[Gespeicherte Einträge des Datensatzes]
☆ ☆ ☆
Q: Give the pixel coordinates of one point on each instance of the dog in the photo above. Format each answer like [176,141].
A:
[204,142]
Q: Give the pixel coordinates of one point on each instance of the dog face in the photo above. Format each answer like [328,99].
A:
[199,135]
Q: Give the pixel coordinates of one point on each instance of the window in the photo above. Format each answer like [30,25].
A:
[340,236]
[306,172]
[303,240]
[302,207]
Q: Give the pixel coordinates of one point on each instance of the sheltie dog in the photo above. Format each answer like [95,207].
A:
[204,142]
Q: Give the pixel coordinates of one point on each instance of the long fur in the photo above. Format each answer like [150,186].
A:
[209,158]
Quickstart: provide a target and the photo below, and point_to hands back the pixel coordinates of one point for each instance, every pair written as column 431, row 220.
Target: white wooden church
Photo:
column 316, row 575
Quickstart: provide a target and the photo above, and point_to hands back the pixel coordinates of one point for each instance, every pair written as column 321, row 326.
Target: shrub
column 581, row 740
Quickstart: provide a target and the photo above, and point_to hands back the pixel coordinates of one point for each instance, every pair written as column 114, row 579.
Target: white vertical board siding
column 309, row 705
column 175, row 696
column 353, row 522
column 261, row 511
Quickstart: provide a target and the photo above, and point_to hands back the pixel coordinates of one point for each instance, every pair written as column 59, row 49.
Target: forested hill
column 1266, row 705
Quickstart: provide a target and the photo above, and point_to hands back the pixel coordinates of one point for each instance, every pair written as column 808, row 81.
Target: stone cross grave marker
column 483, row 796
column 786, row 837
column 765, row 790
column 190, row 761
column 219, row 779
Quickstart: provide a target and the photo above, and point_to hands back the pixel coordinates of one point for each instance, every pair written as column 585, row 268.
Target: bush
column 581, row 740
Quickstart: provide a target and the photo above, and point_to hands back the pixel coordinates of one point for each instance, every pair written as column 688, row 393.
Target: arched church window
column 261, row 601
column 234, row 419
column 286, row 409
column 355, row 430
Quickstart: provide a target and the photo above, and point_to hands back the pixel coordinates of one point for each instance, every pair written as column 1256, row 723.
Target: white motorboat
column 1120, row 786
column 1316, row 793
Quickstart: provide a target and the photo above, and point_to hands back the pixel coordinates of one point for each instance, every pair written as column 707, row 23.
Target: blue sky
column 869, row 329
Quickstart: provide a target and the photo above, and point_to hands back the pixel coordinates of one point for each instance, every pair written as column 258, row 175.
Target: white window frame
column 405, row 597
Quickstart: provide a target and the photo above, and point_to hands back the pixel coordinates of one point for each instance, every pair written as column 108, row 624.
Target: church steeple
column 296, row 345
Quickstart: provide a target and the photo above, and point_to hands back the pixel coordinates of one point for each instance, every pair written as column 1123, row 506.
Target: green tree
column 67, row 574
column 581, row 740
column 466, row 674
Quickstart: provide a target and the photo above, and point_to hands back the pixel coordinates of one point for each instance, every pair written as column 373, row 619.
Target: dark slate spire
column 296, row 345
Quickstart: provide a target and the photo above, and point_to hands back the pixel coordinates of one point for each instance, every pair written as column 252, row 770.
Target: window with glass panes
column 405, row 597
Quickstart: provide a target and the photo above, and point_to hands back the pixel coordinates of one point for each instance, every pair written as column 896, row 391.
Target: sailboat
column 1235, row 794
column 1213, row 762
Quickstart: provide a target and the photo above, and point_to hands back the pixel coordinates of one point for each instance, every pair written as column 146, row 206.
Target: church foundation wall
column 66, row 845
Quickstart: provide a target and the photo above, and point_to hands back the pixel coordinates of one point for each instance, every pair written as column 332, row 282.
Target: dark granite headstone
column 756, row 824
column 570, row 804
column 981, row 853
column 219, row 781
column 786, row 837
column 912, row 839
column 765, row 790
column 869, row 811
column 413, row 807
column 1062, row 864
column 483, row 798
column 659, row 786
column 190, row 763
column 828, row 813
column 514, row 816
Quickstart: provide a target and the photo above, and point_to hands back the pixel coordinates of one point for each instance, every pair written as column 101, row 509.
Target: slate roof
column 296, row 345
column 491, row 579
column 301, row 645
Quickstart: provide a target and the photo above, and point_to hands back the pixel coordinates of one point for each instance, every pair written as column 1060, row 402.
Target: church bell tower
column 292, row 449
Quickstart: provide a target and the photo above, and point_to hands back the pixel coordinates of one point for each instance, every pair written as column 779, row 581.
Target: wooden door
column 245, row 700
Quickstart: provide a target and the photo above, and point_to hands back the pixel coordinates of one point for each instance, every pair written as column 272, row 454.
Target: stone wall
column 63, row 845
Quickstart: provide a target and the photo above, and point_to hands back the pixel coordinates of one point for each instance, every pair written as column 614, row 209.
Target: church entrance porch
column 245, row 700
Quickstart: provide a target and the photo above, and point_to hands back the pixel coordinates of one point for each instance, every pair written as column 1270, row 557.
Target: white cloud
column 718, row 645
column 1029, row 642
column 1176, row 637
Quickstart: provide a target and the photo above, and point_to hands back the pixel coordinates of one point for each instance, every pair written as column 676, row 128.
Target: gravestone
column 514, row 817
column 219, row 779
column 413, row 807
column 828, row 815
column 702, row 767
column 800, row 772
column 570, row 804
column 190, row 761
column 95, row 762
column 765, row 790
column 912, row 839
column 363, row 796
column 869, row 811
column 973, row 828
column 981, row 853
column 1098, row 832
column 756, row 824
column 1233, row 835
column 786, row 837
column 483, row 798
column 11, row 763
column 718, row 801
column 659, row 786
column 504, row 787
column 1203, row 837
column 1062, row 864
☆ ☆ ☆
→ IHRE AUFGABE:
Überführen Sie sämtliche Zeilen der Einträge oben in eine Markdown-Tabelle mit den Spalten „Nummer“ und „Zeile“. Jede Zeile erhält eine fortlaufende Nummer, Leerzeilen entfallen.

→ SCHRIFTLICHE ANTWORT:
| Nummer | Zeile |
|---|---|
| 1 | Q: Give the pixel coordinates of one point on each instance of the dog in the photo above. Format each answer like [176,141]. |
| 2 | A: |
| 3 | [204,142] |
| 4 | Q: Give the pixel coordinates of one point on each instance of the dog face in the photo above. Format each answer like [328,99]. |
| 5 | A: |
| 6 | [199,135] |
| 7 | Q: Give the pixel coordinates of one point on each instance of the window in the photo above. Format each answer like [30,25]. |
| 8 | A: |
| 9 | [340,236] |
| 10 | [306,172] |
| 11 | [303,240] |
| 12 | [302,207] |
| 13 | Q: Give the pixel coordinates of one point on each instance of the sheltie dog in the photo above. Format each answer like [95,207]. |
| 14 | A: |
| 15 | [204,142] |
| 16 | Q: Give the pixel coordinates of one point on each instance of the long fur in the photo above. Format each answer like [150,186]. |
| 17 | A: |
| 18 | [209,158] |
| 19 | Quickstart: provide a target and the photo below, and point_to hands back the pixel coordinates of one point for each instance, every pair written as column 431, row 220. |
| 20 | Target: white wooden church |
| 21 | Photo: |
| 22 | column 316, row 575 |
| 23 | Quickstart: provide a target and the photo above, and point_to hands back the pixel coordinates of one point for each instance, every pair written as column 321, row 326. |
| 24 | Target: shrub |
| 25 | column 581, row 740 |
| 26 | Quickstart: provide a target and the photo above, and point_to hands back the pixel coordinates of one point for each instance, every pair written as column 114, row 579. |
| 27 | Target: white vertical board siding |
| 28 | column 309, row 705 |
| 29 | column 175, row 696 |
| 30 | column 353, row 522 |
| 31 | column 261, row 511 |
| 32 | Quickstart: provide a target and the photo above, and point_to hands back the pixel coordinates of one point for each instance, every pair written as column 59, row 49. |
| 33 | Target: forested hill |
| 34 | column 1266, row 705 |
| 35 | Quickstart: provide a target and the photo above, and point_to hands back the pixel coordinates of one point for each instance, every pair written as column 808, row 81. |
| 36 | Target: stone cross grave marker |
| 37 | column 483, row 796 |
| 38 | column 786, row 837 |
| 39 | column 765, row 790 |
| 40 | column 190, row 761 |
| 41 | column 219, row 779 |
| 42 | Quickstart: provide a target and the photo above, and point_to hands back the pixel coordinates of one point for each instance, every pair written as column 585, row 268. |
| 43 | Target: bush |
| 44 | column 581, row 740 |
| 45 | Quickstart: provide a target and the photo above, and point_to hands back the pixel coordinates of one point for each instance, every pair written as column 688, row 393. |
| 46 | Target: arched church window |
| 47 | column 261, row 601 |
| 48 | column 234, row 419 |
| 49 | column 286, row 409 |
| 50 | column 355, row 430 |
| 51 | Quickstart: provide a target and the photo above, and point_to hands back the pixel coordinates of one point for each instance, every pair written as column 1256, row 723. |
| 52 | Target: white motorboat |
| 53 | column 1120, row 786 |
| 54 | column 1316, row 793 |
| 55 | Quickstart: provide a target and the photo above, and point_to hands back the pixel coordinates of one point for each instance, every pair written as column 707, row 23. |
| 56 | Target: blue sky |
| 57 | column 869, row 329 |
| 58 | Quickstart: provide a target and the photo above, and point_to hands back the pixel coordinates of one point for each instance, every pair written as column 258, row 175. |
| 59 | Target: white window frame |
| 60 | column 405, row 597 |
| 61 | Quickstart: provide a target and the photo above, and point_to hands back the pixel coordinates of one point for each instance, every pair written as column 108, row 624. |
| 62 | Target: church steeple |
| 63 | column 296, row 345 |
| 64 | Quickstart: provide a target and the photo above, and point_to hands back the pixel coordinates of one point for each instance, every pair written as column 1123, row 506. |
| 65 | Target: green tree |
| 66 | column 67, row 574 |
| 67 | column 581, row 740 |
| 68 | column 466, row 674 |
| 69 | Quickstart: provide a target and the photo above, and point_to hands back the pixel coordinates of one point for each instance, every pair written as column 373, row 619. |
| 70 | Target: dark slate spire |
| 71 | column 296, row 345 |
| 72 | Quickstart: provide a target and the photo above, and point_to hands back the pixel coordinates of one point for each instance, every pair written as column 252, row 770. |
| 73 | Target: window with glass panes |
| 74 | column 405, row 597 |
| 75 | Quickstart: provide a target and the photo above, and point_to hands back the pixel coordinates of one point for each instance, every pair written as column 896, row 391. |
| 76 | Target: sailboat |
| 77 | column 1235, row 794 |
| 78 | column 1213, row 762 |
| 79 | Quickstart: provide a target and the photo above, and point_to hands back the pixel coordinates of one point for each instance, every pair written as column 146, row 206. |
| 80 | Target: church foundation wall |
| 81 | column 66, row 845 |
| 82 | Quickstart: provide a target and the photo above, and point_to hands back the pixel coordinates of one point for each instance, every pair written as column 332, row 282. |
| 83 | Target: dark granite headstone |
| 84 | column 756, row 824 |
| 85 | column 570, row 804 |
| 86 | column 981, row 853 |
| 87 | column 219, row 781 |
| 88 | column 786, row 837 |
| 89 | column 912, row 839 |
| 90 | column 765, row 790 |
| 91 | column 869, row 811 |
| 92 | column 413, row 807 |
| 93 | column 1062, row 864 |
| 94 | column 483, row 798 |
| 95 | column 659, row 786 |
| 96 | column 190, row 763 |
| 97 | column 828, row 813 |
| 98 | column 514, row 816 |
| 99 | Quickstart: provide a target and the photo above, and point_to hands back the pixel coordinates of one point for each instance, every pair written as column 101, row 509. |
| 100 | Target: slate roof |
| 101 | column 296, row 345 |
| 102 | column 491, row 579 |
| 103 | column 301, row 645 |
| 104 | Quickstart: provide a target and the photo above, and point_to hands back the pixel coordinates of one point for each instance, every pair written as column 1060, row 402. |
| 105 | Target: church bell tower |
| 106 | column 292, row 449 |
| 107 | Quickstart: provide a target and the photo above, and point_to hands back the pixel coordinates of one point for each instance, every pair written as column 779, row 581. |
| 108 | Target: wooden door |
| 109 | column 245, row 700 |
| 110 | Quickstart: provide a target and the photo above, and point_to hands back the pixel coordinates of one point for each instance, every pair written as column 272, row 454. |
| 111 | Target: stone wall |
| 112 | column 63, row 845 |
| 113 | Quickstart: provide a target and the photo above, and point_to hands back the pixel coordinates of one point for each instance, every pair written as column 614, row 209. |
| 114 | Target: church entrance porch |
| 115 | column 245, row 700 |
| 116 | Quickstart: provide a target and the photo above, and point_to hands back the pixel coordinates of one point for each instance, every pair written as column 1270, row 557. |
| 117 | Target: white cloud |
| 118 | column 718, row 645 |
| 119 | column 1029, row 642 |
| 120 | column 1176, row 637 |
| 121 | Quickstart: provide a target and the photo above, and point_to hands back the pixel coordinates of one point for each instance, every pair written as column 676, row 128. |
| 122 | Target: gravestone |
| 123 | column 514, row 817 |
| 124 | column 219, row 779 |
| 125 | column 413, row 807 |
| 126 | column 828, row 815 |
| 127 | column 702, row 767 |
| 128 | column 800, row 772 |
| 129 | column 570, row 804 |
| 130 | column 190, row 761 |
| 131 | column 95, row 762 |
| 132 | column 765, row 790 |
| 133 | column 912, row 839 |
| 134 | column 363, row 796 |
| 135 | column 869, row 811 |
| 136 | column 973, row 828 |
| 137 | column 981, row 853 |
| 138 | column 1098, row 832 |
| 139 | column 756, row 824 |
| 140 | column 1233, row 835 |
| 141 | column 786, row 837 |
| 142 | column 483, row 798 |
| 143 | column 11, row 763 |
| 144 | column 718, row 801 |
| 145 | column 659, row 786 |
| 146 | column 504, row 787 |
| 147 | column 1203, row 837 |
| 148 | column 1062, row 864 |